-- Start of Source data --

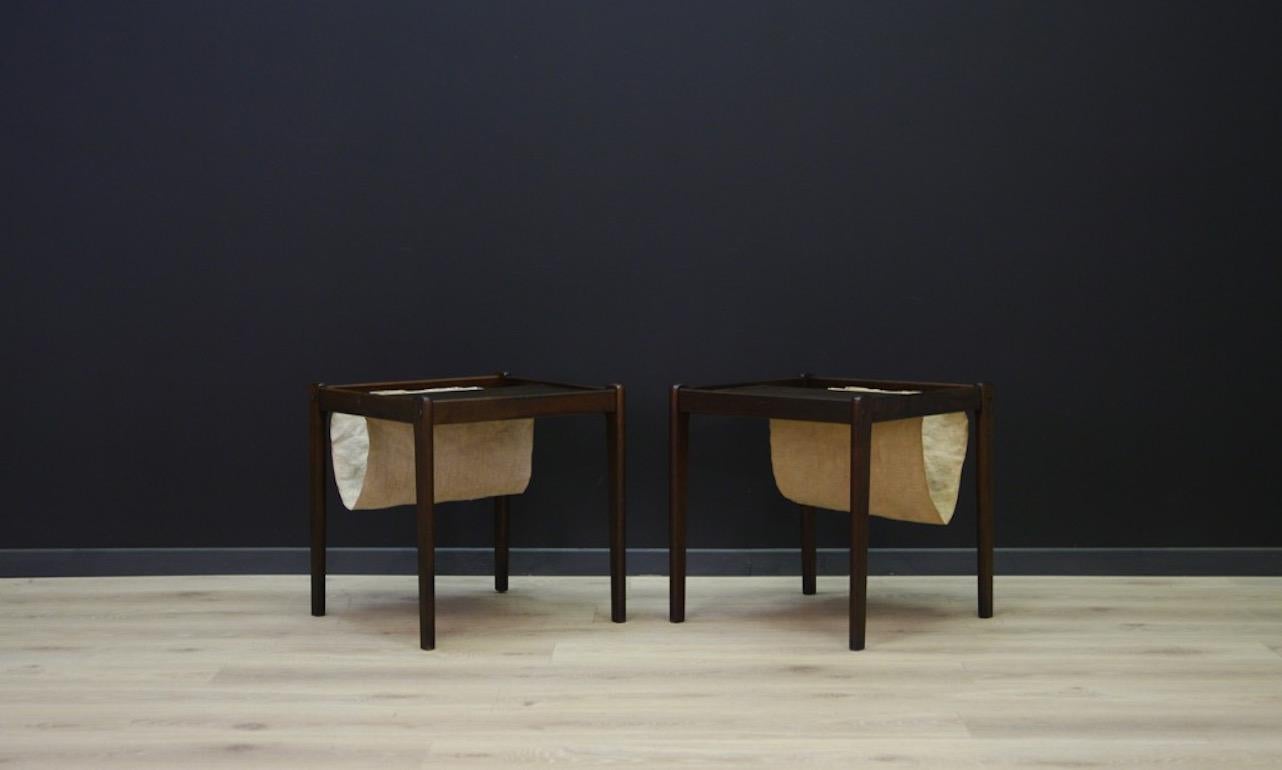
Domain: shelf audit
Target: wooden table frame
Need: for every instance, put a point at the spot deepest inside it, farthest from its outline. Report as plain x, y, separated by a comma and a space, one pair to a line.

-- End of Source data --
-- Start of Source data --

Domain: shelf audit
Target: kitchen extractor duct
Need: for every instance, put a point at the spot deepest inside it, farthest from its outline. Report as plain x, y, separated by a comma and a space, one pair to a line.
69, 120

-- End of Source data --

#### [What needs to be done]
Pull out each line of the records containing the string "Target", matching case exactly.

#### [Final result]
Target: wooden table frame
Target: kitchen extractor duct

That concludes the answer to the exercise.